> **Exercise prompt**
Extract every line in the records below that contains the word "window", and treat uppercase and lowercase as different.

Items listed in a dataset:
--------------------------------

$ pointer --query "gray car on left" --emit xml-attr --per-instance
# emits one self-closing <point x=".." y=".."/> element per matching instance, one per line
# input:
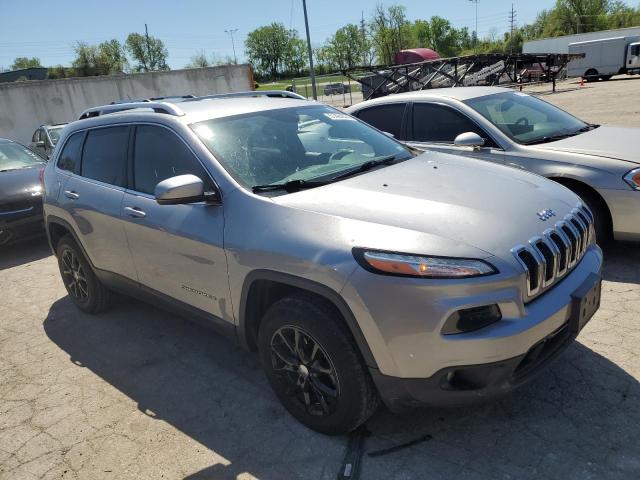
<point x="20" y="192"/>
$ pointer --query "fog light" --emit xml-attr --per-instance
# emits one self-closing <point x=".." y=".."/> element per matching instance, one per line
<point x="470" y="319"/>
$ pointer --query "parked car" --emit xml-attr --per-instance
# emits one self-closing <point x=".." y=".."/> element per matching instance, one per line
<point x="336" y="88"/>
<point x="357" y="269"/>
<point x="20" y="192"/>
<point x="45" y="138"/>
<point x="599" y="163"/>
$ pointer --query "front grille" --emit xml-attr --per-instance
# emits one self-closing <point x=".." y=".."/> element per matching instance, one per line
<point x="549" y="257"/>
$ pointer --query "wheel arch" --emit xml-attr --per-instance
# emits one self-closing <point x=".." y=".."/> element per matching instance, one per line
<point x="262" y="288"/>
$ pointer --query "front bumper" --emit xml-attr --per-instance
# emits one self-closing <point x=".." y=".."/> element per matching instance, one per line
<point x="468" y="384"/>
<point x="21" y="224"/>
<point x="624" y="206"/>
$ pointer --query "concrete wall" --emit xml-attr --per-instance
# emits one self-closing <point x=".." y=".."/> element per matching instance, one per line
<point x="26" y="105"/>
<point x="561" y="44"/>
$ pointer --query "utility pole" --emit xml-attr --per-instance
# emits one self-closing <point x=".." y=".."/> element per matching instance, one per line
<point x="475" y="36"/>
<point x="512" y="22"/>
<point x="364" y="40"/>
<point x="311" y="72"/>
<point x="233" y="45"/>
<point x="146" y="34"/>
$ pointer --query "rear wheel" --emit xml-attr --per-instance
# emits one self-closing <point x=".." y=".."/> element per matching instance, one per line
<point x="83" y="287"/>
<point x="313" y="365"/>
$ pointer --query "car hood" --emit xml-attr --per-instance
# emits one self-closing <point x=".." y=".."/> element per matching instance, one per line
<point x="611" y="142"/>
<point x="487" y="206"/>
<point x="17" y="185"/>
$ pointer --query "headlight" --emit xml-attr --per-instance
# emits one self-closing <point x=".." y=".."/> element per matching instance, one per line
<point x="633" y="178"/>
<point x="407" y="265"/>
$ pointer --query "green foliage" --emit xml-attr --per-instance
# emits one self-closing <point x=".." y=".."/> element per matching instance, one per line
<point x="24" y="62"/>
<point x="346" y="48"/>
<point x="390" y="32"/>
<point x="273" y="51"/>
<point x="58" y="72"/>
<point x="106" y="58"/>
<point x="149" y="53"/>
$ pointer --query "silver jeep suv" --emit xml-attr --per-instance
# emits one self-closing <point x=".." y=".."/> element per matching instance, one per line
<point x="358" y="269"/>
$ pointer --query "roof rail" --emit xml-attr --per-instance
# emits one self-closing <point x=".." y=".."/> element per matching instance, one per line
<point x="252" y="93"/>
<point x="158" y="107"/>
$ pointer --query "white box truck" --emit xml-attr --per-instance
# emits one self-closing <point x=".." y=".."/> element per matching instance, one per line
<point x="605" y="57"/>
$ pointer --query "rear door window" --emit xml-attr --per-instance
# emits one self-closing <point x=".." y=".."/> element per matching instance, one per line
<point x="441" y="124"/>
<point x="387" y="118"/>
<point x="104" y="157"/>
<point x="70" y="157"/>
<point x="160" y="154"/>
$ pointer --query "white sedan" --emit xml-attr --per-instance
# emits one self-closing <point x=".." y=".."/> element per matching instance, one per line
<point x="601" y="164"/>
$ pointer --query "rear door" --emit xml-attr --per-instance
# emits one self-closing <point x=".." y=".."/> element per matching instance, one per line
<point x="434" y="126"/>
<point x="93" y="194"/>
<point x="177" y="249"/>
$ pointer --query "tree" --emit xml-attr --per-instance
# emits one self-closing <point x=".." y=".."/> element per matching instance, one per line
<point x="199" y="60"/>
<point x="57" y="72"/>
<point x="347" y="47"/>
<point x="439" y="35"/>
<point x="104" y="59"/>
<point x="268" y="47"/>
<point x="149" y="52"/>
<point x="390" y="31"/>
<point x="296" y="56"/>
<point x="24" y="62"/>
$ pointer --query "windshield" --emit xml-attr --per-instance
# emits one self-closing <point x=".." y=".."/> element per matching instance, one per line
<point x="294" y="144"/>
<point x="14" y="157"/>
<point x="54" y="134"/>
<point x="524" y="118"/>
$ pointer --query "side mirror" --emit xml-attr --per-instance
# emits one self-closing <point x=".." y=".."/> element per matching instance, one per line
<point x="179" y="190"/>
<point x="469" y="139"/>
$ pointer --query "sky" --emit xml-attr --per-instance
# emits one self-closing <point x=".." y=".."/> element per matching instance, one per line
<point x="49" y="29"/>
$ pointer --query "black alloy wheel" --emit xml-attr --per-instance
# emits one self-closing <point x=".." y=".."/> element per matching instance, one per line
<point x="305" y="370"/>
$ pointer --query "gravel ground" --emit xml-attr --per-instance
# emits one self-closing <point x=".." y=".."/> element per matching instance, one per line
<point x="138" y="393"/>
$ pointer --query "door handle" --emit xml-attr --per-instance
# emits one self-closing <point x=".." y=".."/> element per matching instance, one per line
<point x="71" y="194"/>
<point x="135" y="212"/>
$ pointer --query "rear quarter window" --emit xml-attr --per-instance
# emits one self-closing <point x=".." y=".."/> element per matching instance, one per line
<point x="104" y="157"/>
<point x="69" y="159"/>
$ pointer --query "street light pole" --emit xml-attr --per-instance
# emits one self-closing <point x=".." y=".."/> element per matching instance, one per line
<point x="475" y="36"/>
<point x="233" y="45"/>
<point x="311" y="72"/>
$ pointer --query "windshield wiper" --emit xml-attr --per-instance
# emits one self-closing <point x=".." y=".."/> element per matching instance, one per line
<point x="363" y="167"/>
<point x="552" y="138"/>
<point x="290" y="186"/>
<point x="295" y="185"/>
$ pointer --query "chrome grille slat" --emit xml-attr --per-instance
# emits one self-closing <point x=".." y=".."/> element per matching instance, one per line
<point x="549" y="257"/>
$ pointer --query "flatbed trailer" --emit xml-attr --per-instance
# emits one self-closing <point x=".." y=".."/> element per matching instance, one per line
<point x="468" y="70"/>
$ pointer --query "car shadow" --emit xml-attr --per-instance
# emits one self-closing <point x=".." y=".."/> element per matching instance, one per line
<point x="27" y="251"/>
<point x="621" y="262"/>
<point x="578" y="419"/>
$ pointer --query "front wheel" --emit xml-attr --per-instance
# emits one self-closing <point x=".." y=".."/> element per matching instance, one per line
<point x="313" y="365"/>
<point x="83" y="287"/>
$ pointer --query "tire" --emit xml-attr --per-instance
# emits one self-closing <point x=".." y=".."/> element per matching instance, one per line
<point x="328" y="388"/>
<point x="83" y="287"/>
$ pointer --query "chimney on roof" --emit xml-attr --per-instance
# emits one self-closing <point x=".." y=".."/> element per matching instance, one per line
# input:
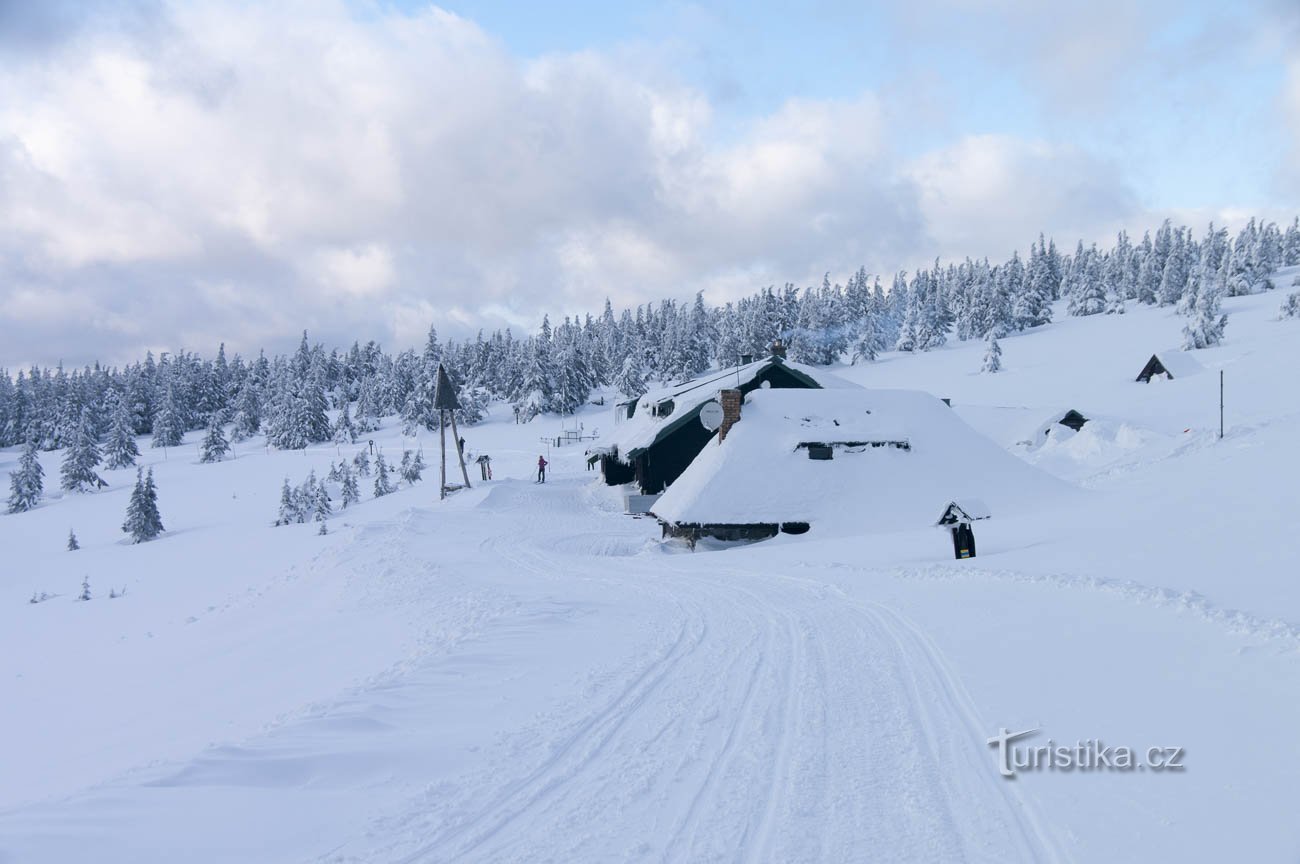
<point x="731" y="400"/>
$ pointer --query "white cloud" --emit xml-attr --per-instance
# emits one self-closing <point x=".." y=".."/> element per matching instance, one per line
<point x="241" y="172"/>
<point x="995" y="192"/>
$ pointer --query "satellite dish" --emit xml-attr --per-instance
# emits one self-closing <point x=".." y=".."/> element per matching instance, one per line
<point x="711" y="415"/>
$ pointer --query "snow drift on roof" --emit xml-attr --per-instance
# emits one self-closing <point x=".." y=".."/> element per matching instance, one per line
<point x="1179" y="364"/>
<point x="642" y="428"/>
<point x="758" y="474"/>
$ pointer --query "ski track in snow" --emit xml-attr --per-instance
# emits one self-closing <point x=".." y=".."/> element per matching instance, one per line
<point x="778" y="720"/>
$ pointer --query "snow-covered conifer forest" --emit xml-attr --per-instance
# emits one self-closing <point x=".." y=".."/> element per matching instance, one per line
<point x="557" y="369"/>
<point x="241" y="625"/>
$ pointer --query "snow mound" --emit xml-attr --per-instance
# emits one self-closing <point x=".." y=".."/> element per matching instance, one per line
<point x="897" y="459"/>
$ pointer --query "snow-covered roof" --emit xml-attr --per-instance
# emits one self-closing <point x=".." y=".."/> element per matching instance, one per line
<point x="645" y="426"/>
<point x="759" y="476"/>
<point x="965" y="509"/>
<point x="1179" y="363"/>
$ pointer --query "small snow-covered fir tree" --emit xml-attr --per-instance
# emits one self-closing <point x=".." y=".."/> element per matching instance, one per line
<point x="321" y="503"/>
<point x="247" y="420"/>
<point x="120" y="450"/>
<point x="382" y="485"/>
<point x="412" y="465"/>
<point x="215" y="444"/>
<point x="1291" y="305"/>
<point x="1201" y="302"/>
<point x="26" y="483"/>
<point x="336" y="472"/>
<point x="350" y="493"/>
<point x="81" y="459"/>
<point x="345" y="430"/>
<point x="473" y="406"/>
<point x="992" y="355"/>
<point x="142" y="513"/>
<point x="168" y="426"/>
<point x="631" y="380"/>
<point x="287" y="506"/>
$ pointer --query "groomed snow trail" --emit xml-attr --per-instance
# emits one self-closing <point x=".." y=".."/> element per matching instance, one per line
<point x="776" y="721"/>
<point x="573" y="691"/>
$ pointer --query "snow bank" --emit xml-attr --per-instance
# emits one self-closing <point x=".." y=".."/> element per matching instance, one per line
<point x="761" y="474"/>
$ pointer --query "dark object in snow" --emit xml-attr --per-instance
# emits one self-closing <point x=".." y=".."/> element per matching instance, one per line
<point x="731" y="533"/>
<point x="446" y="404"/>
<point x="443" y="394"/>
<point x="957" y="517"/>
<point x="679" y="437"/>
<point x="1170" y="364"/>
<point x="1074" y="420"/>
<point x="963" y="541"/>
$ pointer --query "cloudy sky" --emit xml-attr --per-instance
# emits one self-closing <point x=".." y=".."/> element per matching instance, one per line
<point x="177" y="174"/>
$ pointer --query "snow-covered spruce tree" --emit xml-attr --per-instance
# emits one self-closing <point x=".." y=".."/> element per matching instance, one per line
<point x="247" y="420"/>
<point x="350" y="493"/>
<point x="992" y="355"/>
<point x="81" y="459"/>
<point x="26" y="483"/>
<point x="345" y="430"/>
<point x="473" y="406"/>
<point x="1291" y="305"/>
<point x="1207" y="329"/>
<point x="362" y="463"/>
<point x="382" y="485"/>
<point x="120" y="450"/>
<point x="321" y="503"/>
<point x="287" y="513"/>
<point x="631" y="380"/>
<point x="168" y="424"/>
<point x="412" y="465"/>
<point x="142" y="513"/>
<point x="215" y="444"/>
<point x="1088" y="290"/>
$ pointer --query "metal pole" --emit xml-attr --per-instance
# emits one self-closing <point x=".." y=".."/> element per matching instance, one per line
<point x="460" y="455"/>
<point x="442" y="435"/>
<point x="1221" y="404"/>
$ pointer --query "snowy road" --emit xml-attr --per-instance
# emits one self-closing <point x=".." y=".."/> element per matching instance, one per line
<point x="590" y="697"/>
<point x="776" y="720"/>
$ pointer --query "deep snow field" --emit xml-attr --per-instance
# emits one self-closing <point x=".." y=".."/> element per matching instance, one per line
<point x="523" y="673"/>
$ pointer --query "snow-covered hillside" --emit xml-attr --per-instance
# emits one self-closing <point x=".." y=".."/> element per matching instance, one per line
<point x="524" y="673"/>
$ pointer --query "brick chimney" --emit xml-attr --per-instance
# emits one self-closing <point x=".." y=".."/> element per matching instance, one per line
<point x="731" y="400"/>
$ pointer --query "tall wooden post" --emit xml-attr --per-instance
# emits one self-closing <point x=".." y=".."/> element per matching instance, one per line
<point x="442" y="437"/>
<point x="460" y="454"/>
<point x="445" y="400"/>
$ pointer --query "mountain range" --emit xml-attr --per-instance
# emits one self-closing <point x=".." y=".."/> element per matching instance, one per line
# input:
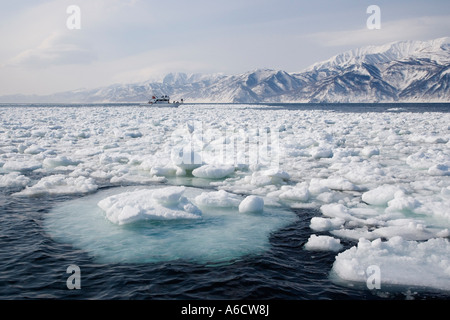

--------------------------------

> **Output for this task**
$ pointer --query "rear door window" --emit xml-attr --per-instance
$ pointer --query "rear quarter window" --emit xml-attr --per-instance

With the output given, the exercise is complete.